(Raw records)
########################################
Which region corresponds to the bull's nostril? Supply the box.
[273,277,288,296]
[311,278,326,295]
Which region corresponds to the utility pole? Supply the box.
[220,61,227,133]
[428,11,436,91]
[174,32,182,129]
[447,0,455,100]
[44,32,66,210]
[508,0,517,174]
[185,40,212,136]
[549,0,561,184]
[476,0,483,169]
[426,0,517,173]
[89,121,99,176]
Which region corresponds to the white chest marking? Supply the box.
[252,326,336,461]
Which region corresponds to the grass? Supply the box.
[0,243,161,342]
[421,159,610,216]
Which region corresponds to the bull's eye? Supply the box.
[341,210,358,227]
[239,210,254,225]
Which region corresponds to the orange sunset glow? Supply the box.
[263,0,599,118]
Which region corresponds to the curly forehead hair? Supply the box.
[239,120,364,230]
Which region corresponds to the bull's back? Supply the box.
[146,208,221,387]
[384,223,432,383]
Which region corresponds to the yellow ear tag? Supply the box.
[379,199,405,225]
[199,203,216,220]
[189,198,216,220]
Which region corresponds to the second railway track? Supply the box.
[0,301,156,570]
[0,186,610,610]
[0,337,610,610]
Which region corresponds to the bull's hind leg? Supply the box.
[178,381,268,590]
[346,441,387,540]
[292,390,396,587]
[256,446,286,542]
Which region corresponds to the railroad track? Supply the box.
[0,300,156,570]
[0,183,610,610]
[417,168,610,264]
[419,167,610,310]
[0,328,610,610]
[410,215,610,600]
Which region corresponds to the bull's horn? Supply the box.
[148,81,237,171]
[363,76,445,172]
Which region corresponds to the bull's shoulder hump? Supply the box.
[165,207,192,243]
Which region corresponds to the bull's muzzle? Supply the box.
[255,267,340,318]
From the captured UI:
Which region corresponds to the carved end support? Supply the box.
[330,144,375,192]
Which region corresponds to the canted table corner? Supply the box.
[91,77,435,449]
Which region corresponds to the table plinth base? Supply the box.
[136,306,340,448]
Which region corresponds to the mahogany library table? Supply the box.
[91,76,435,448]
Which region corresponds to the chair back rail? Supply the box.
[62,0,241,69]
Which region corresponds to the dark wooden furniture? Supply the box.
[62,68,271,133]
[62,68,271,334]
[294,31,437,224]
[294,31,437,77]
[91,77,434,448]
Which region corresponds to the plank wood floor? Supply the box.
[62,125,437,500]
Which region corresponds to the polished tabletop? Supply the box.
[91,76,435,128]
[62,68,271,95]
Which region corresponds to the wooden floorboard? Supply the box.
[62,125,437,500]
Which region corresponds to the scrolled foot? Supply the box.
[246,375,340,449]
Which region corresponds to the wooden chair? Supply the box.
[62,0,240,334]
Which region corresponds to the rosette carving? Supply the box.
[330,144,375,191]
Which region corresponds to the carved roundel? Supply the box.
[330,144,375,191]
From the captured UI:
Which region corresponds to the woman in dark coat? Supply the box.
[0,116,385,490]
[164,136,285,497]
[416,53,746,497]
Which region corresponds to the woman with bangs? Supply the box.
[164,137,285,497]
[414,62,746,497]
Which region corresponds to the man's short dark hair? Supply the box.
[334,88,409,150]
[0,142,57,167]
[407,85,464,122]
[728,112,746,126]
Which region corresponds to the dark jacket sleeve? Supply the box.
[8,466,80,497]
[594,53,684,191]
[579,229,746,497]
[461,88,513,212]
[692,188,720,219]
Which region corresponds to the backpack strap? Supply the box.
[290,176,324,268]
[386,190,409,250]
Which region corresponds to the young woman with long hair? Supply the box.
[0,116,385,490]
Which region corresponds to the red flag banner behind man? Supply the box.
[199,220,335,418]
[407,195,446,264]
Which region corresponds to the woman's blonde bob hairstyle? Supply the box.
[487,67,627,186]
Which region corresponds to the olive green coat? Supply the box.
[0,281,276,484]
########################################
● EXERCISE REQUIREMENTS
Retype exactly, please, each line from the line that contains "Which region corresponds to the plank" through the last line of the entries above, with nothing added.

● FULL RESPONSE
Which region corresponds to the plank wood floor? Supply the box.
[62,125,437,500]
Which region corresponds to the polished tabletop? Supply the box.
[91,76,435,128]
[62,68,271,95]
Which region corresponds to the wooden floorboard? Supply the box.
[62,125,437,500]
Which region corresponds to the scrolled foot? Supply the box.
[246,375,340,449]
Which region corresponds to the wooden chair? Supply the box.
[62,0,240,334]
Which region corresponds to the rosette carving? Supply the box.
[330,144,375,191]
Which region corresponds to the carved roundel? Supply the box.
[330,144,375,191]
From the captured UI:
Which region corresponds to the woman in dark coat? Supply the box.
[0,116,385,490]
[164,136,285,497]
[416,53,746,497]
Which region corresponds to the woman with bangs? Supply the box.
[164,137,285,497]
[414,62,746,497]
Which region corresponds to the man's short dark hair? Supply the box.
[334,88,409,150]
[0,142,57,167]
[407,85,464,122]
[728,112,746,126]
Which region corresponds to the dark jacket sleeve? Supply the box.
[8,466,80,497]
[594,53,684,191]
[579,229,746,497]
[461,88,513,212]
[692,188,720,219]
Which region corresponds to the backpack strap? Supply the box.
[290,176,324,268]
[386,190,409,250]
Which region corresponds to the young woman with long hair? Supply the box.
[0,116,385,490]
Which region corresponds to the red flag banner behind man? Supply the box.
[199,220,335,418]
[407,195,446,264]
Which region corresponds to the woman's blonde bob hairstyle? Supply the box.
[487,67,627,186]
Which region corresponds to the olive green coat? Supply the box.
[0,281,276,484]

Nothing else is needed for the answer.